Written task –
In full and without alteration, repeat the material.

Material supplied –
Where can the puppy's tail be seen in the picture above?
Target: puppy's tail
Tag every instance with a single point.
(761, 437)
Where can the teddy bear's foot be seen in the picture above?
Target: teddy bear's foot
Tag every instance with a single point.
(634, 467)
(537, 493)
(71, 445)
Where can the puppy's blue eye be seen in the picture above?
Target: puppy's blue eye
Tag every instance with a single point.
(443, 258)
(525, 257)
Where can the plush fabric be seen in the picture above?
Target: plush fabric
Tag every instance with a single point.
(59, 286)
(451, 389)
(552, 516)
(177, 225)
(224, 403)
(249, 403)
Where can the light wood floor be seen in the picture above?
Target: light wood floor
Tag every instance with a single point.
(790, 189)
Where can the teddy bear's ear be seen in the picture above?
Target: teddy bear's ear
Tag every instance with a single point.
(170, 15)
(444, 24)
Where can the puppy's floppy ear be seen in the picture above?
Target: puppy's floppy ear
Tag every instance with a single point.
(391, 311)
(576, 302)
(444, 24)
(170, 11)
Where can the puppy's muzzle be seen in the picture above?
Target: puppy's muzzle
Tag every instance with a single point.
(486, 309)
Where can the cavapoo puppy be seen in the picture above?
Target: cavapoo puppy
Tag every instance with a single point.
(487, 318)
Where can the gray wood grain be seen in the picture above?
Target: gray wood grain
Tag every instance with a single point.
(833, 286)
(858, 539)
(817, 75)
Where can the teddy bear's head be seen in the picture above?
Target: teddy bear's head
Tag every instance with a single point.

Result below –
Where can the puppy's tail be seen in the picture above?
Target: puppy's tail
Tag every instance with a single point.
(761, 437)
Where can the teddy bear's foot be seen in the picture above?
Target: teddy bear's foot
Tag every instance with a single point.
(634, 467)
(537, 493)
(71, 445)
Where can the puppy's blue eye be seen in the picture above?
Target: puppy's blue eye
Tag every instance with a single point.
(443, 258)
(525, 257)
Where can the plush fabric be seen in the picture above?
Target: plush fabric
Tag every instance with a single point.
(59, 286)
(451, 389)
(552, 516)
(177, 225)
(224, 403)
(249, 403)
Where can the light wood floor be seen in the picture above?
Target: light wood floor
Tag every instance with a single point.
(790, 189)
Where can the teddy bear's ear be seen in the picture above?
Target: teddy bear's ear
Tag every instance with a single point.
(170, 15)
(444, 24)
Where can the puppy's floppy ear be seen in the picture above?
Target: puppy's floppy ear
Tag every instance with a single point.
(391, 311)
(576, 302)
(444, 24)
(170, 11)
Where can the puppy's muzzle be seen in the picture above?
Target: puppy's muzzle
Tag every instance with a single point.
(486, 309)
Where can the cavapoo puppy be seen in the picture above?
Target: cavapoo puppy
Tag every instance with a single point.
(487, 318)
Where can the gray wood grain be seen in the picture above?
Target: gray wood grain
Tag every instance with a single point.
(833, 286)
(858, 539)
(817, 75)
Where can the teddy bear's head be seen in the picture above?
Target: teddy bear's head
Tag every instance with a single point.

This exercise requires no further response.